[Python] Convert Footnote to reStructuredText Format


Problem

  1. Convert (01-001), (01-002), ... to [01-001]_, [01-002]_, ...
  2. Convert 〔註01-001〕, 〔註01-002〕, ... to .. [01-001], .. [01-002], ...

Solution

#!/usr/bin/env python
# -*- coding:utf-8 -*-

import re
import os

def findFootnote(filePath):
  with open(filePath, 'r') as f:
    for line in f:
      p = re.compile(r'\(01-[\d]{3}\)')
      notes = p.findall(line)
      if len(notes) > 0:
        print(notes)

def replaceFootnote(filePath, output):
  with open(filePath, 'r') as f:
    with open(output, 'w') as fo:
      for line in f:
        result = re.sub(r'\(01-([\d]{3})\)', r' [01-\1]_ ', line)
        fo.write(result)

def rstripFile(filePath, output):
  with open(filePath, 'r') as f:
    with open(output, 'w') as fo:
      for line in f:
        fo.write(line.rstrip() + '\n')

def replaceFootnote2(filePath, output):
  with open(filePath, 'r') as f:
    with open(output, 'w') as fo:
      for line in f:
        result = re.sub(r'〔註01-([\d]{3})〕', r'.. [01-\1]', line)

- DIRECTION A:
Rewrite the "Problem" section of the footnote conversion page as a single short sentence that keeps both conversions.
- DIRECTION B:
Write the next part of the footnote conversion page, starting after its last line of code.

- Excerpts from point annotation data:
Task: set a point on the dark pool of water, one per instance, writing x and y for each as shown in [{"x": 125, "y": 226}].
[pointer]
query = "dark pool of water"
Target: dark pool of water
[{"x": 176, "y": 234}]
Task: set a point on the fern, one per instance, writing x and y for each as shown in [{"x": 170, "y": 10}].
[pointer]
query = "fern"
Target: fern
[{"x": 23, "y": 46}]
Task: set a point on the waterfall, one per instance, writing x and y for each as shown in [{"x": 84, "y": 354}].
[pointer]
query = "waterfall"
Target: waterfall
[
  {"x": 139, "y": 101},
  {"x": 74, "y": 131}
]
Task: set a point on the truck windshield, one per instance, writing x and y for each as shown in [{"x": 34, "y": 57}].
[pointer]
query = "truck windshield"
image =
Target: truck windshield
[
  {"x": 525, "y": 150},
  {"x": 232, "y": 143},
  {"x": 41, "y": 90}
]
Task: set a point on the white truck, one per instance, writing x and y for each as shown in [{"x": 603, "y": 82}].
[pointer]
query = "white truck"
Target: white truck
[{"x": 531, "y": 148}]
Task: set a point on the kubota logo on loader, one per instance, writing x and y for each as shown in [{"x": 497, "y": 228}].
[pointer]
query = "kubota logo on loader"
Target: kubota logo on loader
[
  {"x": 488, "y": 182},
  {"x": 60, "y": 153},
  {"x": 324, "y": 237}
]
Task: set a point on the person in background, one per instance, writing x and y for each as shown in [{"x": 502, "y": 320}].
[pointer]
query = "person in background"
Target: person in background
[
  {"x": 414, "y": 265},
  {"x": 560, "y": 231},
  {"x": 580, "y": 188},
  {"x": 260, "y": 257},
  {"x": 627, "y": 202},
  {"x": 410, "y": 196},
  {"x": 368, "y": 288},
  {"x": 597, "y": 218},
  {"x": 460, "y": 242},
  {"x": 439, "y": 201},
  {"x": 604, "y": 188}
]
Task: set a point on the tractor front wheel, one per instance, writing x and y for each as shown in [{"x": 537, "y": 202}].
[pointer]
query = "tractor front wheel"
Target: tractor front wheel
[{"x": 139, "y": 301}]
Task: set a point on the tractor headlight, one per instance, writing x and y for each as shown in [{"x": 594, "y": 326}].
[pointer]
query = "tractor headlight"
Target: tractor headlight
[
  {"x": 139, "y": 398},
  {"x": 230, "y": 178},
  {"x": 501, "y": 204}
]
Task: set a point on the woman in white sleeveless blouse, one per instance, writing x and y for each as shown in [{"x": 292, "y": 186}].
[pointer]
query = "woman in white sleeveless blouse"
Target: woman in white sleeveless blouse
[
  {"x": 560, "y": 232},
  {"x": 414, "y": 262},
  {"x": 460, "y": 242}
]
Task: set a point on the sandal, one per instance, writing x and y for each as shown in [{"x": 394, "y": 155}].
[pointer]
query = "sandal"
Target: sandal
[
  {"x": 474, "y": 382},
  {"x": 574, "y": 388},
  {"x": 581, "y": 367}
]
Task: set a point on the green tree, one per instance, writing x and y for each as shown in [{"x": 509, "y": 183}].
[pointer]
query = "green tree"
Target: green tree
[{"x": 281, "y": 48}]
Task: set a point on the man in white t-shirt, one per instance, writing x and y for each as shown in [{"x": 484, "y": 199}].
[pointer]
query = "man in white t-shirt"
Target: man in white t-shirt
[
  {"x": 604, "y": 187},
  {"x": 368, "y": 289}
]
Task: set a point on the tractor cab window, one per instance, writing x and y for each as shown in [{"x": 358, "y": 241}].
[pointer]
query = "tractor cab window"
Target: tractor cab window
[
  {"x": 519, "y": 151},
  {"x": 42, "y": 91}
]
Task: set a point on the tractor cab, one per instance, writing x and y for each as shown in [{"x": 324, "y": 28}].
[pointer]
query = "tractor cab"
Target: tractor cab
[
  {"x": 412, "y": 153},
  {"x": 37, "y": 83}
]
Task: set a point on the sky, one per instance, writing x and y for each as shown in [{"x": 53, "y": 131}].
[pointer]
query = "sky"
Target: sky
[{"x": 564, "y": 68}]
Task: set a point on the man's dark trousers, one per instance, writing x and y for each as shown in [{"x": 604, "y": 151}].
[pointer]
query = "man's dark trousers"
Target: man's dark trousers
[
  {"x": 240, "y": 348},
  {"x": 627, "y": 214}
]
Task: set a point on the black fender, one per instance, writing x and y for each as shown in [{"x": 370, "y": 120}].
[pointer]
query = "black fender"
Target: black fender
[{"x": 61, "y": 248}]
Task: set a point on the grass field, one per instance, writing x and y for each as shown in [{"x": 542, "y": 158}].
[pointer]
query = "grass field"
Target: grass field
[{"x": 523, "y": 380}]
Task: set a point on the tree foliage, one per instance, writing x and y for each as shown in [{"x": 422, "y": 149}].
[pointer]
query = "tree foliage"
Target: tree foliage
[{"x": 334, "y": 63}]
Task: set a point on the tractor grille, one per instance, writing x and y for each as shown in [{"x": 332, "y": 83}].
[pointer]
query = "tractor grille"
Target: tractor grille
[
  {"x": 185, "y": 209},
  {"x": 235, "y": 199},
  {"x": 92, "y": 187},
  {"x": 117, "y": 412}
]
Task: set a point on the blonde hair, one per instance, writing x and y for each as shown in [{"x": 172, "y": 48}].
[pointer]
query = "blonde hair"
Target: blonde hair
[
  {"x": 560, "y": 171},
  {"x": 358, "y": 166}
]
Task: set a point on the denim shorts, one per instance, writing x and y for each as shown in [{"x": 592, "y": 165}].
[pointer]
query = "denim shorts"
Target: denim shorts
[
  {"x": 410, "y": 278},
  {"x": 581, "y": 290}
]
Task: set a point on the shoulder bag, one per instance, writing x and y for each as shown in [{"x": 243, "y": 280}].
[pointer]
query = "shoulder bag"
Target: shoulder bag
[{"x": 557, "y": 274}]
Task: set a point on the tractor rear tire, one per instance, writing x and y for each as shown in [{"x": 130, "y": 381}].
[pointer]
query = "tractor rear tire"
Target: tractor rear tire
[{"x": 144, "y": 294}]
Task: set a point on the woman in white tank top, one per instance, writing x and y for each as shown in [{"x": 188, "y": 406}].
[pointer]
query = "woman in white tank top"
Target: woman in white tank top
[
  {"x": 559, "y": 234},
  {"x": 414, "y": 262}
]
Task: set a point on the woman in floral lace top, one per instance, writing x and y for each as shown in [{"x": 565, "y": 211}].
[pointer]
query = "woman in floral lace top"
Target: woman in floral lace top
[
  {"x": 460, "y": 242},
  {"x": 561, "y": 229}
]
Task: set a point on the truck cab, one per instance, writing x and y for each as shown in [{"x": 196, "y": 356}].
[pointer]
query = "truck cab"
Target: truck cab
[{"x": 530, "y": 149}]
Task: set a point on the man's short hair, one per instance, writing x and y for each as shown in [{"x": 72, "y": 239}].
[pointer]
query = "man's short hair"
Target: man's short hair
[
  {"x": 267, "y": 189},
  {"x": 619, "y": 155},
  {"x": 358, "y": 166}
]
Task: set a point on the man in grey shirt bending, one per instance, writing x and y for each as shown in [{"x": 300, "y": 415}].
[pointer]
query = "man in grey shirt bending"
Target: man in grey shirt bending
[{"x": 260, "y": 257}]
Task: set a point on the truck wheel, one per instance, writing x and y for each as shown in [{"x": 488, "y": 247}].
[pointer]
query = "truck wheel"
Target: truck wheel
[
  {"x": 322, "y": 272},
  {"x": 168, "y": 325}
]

- TASK RESPONSE A:
Change references like (01-001) into [01-001]_, and change footnote markers like 〔註01-001〕 into .. [01-001].

- TASK RESPONSE B:
        fo.write(result)

if __name__ == '__main__':
  #findFootnote("../content/articles/2016/02/14/visuddhimagga-chap01%zh.rst")
  path = "../content/articles/2016/02/14/visuddhimagga-chap01%zh.rst"
  #replaceFootnote(path, os.path.basename(path))
  #rstripFile(path, os.path.basename(path))
  replaceFootnote2(path, os.path.basename(path))

Tested on: Ubuntu Linux 15.10, Python 2.7.10.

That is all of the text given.